◆ Aim of the exercise ◆
Reproduce every entry below precisely; do not include the pictures.

◆ Record excerpts ◆
----
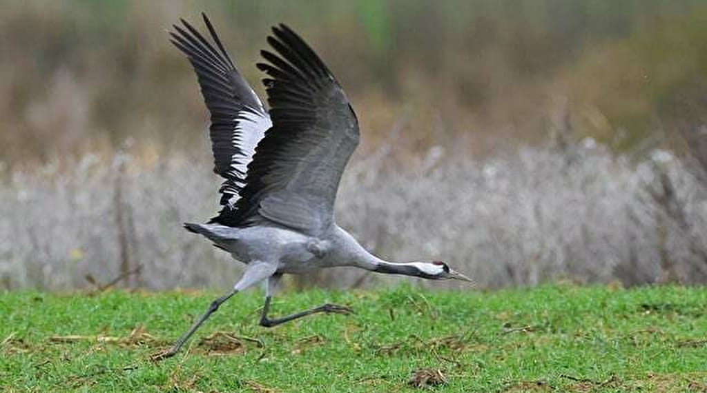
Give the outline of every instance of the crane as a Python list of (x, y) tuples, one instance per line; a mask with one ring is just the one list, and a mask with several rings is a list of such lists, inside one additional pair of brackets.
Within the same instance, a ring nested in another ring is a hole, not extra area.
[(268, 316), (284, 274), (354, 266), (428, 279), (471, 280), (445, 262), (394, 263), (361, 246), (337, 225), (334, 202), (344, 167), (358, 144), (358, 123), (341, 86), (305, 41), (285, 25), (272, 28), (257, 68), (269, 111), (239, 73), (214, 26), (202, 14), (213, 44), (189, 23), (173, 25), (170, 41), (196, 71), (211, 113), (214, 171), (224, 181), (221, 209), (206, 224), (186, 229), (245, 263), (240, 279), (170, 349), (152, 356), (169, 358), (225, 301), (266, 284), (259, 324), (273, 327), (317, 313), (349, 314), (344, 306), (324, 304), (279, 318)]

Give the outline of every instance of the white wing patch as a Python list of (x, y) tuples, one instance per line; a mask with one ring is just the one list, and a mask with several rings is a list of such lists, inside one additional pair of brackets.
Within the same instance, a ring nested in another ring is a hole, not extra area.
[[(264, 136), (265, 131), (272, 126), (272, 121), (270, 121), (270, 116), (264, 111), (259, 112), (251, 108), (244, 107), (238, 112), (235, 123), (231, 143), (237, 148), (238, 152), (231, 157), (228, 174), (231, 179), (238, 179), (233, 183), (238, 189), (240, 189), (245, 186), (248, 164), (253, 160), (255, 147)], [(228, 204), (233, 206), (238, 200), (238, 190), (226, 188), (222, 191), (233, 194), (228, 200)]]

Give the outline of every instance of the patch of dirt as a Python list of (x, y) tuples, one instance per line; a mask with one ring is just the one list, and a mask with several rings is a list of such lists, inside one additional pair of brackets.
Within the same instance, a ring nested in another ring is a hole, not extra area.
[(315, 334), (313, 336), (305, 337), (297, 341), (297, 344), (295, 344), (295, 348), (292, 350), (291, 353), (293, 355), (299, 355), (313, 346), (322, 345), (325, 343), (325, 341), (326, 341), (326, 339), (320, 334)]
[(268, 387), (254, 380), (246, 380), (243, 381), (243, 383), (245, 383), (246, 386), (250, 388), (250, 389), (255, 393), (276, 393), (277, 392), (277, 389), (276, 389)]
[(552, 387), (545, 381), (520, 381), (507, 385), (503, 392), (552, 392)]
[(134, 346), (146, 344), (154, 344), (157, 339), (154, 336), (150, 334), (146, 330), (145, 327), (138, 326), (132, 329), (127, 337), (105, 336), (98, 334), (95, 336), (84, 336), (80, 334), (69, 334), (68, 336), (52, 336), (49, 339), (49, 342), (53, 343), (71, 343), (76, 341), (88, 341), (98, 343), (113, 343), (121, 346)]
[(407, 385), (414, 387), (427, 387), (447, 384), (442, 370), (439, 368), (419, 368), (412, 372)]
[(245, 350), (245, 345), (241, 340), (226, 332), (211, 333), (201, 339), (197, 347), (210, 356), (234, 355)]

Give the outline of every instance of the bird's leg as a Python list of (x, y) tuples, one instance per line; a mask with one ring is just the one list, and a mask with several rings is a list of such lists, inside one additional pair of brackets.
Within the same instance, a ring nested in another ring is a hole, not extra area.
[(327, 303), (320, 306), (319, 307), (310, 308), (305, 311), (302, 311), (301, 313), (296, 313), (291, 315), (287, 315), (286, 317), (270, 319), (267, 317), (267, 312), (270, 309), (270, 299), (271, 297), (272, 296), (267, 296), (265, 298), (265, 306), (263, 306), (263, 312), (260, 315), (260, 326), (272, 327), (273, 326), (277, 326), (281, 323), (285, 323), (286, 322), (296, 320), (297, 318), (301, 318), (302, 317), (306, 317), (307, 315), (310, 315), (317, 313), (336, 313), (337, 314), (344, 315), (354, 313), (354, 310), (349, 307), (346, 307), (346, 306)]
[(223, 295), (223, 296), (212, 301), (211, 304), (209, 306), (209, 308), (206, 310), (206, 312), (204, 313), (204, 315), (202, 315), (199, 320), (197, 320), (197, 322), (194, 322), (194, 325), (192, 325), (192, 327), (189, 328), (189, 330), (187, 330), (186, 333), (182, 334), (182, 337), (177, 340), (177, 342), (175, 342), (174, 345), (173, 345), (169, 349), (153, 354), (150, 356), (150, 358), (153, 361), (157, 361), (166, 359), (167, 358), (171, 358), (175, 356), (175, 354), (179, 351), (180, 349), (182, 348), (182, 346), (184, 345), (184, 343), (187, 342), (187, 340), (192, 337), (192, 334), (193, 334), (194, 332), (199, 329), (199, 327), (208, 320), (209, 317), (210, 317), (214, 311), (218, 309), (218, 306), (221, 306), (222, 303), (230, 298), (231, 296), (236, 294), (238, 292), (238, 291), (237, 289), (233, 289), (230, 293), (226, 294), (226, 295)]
----
◆ Answer to the task ◆
Give the outline of every instance of the crane as a Python list of (x, y) tuples, one instance per line; a mask with one ring is just the one list, and a mask with several rings is a list of such lists, inside one additional pair of brackets.
Within the same instance, a ring nested in another ring is a hole, not extra area.
[(268, 316), (284, 274), (354, 266), (428, 279), (471, 280), (445, 262), (394, 263), (361, 246), (337, 225), (334, 202), (344, 167), (358, 144), (358, 123), (341, 86), (305, 41), (285, 25), (272, 28), (257, 68), (269, 111), (239, 73), (214, 26), (202, 14), (213, 44), (189, 23), (173, 25), (170, 41), (196, 71), (211, 113), (214, 171), (224, 181), (221, 209), (206, 224), (186, 229), (245, 263), (240, 279), (170, 349), (152, 356), (169, 358), (225, 301), (266, 284), (259, 324), (273, 327), (317, 313), (349, 314), (344, 306), (324, 304), (279, 318)]

Give the outline of every instance of the white wing patch as a Python list of (x, y) tuples, one instance per line; a mask with one ring is just the one list, and a mask with several rings is a list of such lists, inside one additional pair of brackets.
Within the same instance, a ring nested in another ring is a hole, not extra area.
[[(264, 136), (265, 131), (272, 126), (272, 121), (270, 121), (270, 116), (264, 111), (259, 112), (251, 108), (244, 107), (238, 112), (235, 123), (231, 143), (237, 148), (238, 152), (231, 157), (228, 174), (231, 179), (238, 179), (233, 183), (238, 189), (240, 189), (245, 186), (248, 164), (253, 160), (255, 147)], [(228, 204), (233, 206), (238, 200), (238, 190), (226, 188), (222, 191), (233, 194), (228, 200)]]

Give the outline of every instance of the patch of dirt as a Python list of (x, y) tuples, one instance per line; a mask with one ring is just the one list, and a mask with several rings is a list of such lists, inside one additional pair of brackets.
Within the same instance, a ring nested in another ring is a hole, not extra area.
[(315, 334), (313, 336), (305, 337), (297, 341), (297, 344), (295, 344), (295, 348), (292, 350), (291, 353), (293, 355), (299, 355), (313, 346), (322, 345), (325, 343), (325, 341), (326, 341), (326, 339), (320, 334)]
[(268, 387), (254, 380), (246, 380), (243, 381), (243, 383), (245, 383), (246, 386), (250, 388), (250, 389), (255, 393), (276, 393), (277, 392), (277, 389), (276, 389)]
[(552, 387), (545, 381), (520, 381), (507, 385), (503, 392), (552, 392)]
[(134, 346), (146, 344), (154, 344), (157, 339), (154, 336), (150, 334), (146, 330), (145, 327), (138, 326), (132, 329), (127, 337), (105, 336), (98, 334), (95, 336), (84, 336), (80, 334), (69, 334), (68, 336), (52, 336), (49, 339), (49, 342), (53, 343), (71, 343), (76, 341), (88, 341), (98, 343), (113, 343), (121, 346)]
[(407, 385), (414, 387), (427, 387), (447, 384), (442, 370), (439, 368), (419, 368), (412, 372)]
[(245, 350), (245, 345), (241, 340), (226, 332), (211, 333), (201, 339), (197, 347), (210, 356), (234, 355)]

Give the outline of every instance of the bird's leg as a Python list of (x, y) tuples, one instance per line; a mask with one ring is just the one list, and a mask with several rings is a list of such lists, inside one additional pair of brackets.
Within the same instance, a ring nested in another ring is a hole, not extra area.
[(327, 303), (320, 306), (319, 307), (310, 308), (305, 311), (302, 311), (301, 313), (296, 313), (291, 315), (287, 315), (286, 317), (270, 319), (267, 317), (267, 312), (270, 309), (270, 299), (271, 297), (272, 296), (267, 296), (265, 298), (265, 306), (263, 306), (263, 312), (260, 315), (260, 326), (272, 327), (273, 326), (277, 326), (281, 323), (285, 323), (286, 322), (296, 320), (297, 318), (301, 318), (302, 317), (306, 317), (307, 315), (310, 315), (317, 313), (336, 313), (337, 314), (344, 315), (354, 313), (354, 310), (349, 307), (346, 307), (346, 306)]
[(223, 295), (223, 296), (212, 301), (211, 304), (209, 306), (209, 308), (206, 310), (206, 312), (204, 313), (204, 315), (202, 315), (199, 320), (197, 320), (197, 322), (194, 322), (194, 325), (192, 325), (192, 327), (189, 328), (189, 330), (187, 330), (186, 333), (182, 334), (182, 337), (177, 340), (177, 342), (175, 342), (174, 345), (173, 345), (169, 349), (153, 354), (150, 356), (150, 358), (153, 361), (157, 361), (166, 359), (167, 358), (171, 358), (175, 356), (175, 354), (179, 351), (180, 349), (182, 348), (182, 346), (184, 345), (184, 343), (187, 342), (187, 340), (192, 337), (192, 334), (193, 334), (194, 332), (199, 329), (199, 327), (208, 320), (209, 317), (210, 317), (214, 311), (218, 309), (218, 306), (221, 306), (222, 303), (230, 298), (231, 296), (236, 294), (238, 292), (238, 291), (237, 289), (233, 289), (230, 293), (226, 294), (226, 295)]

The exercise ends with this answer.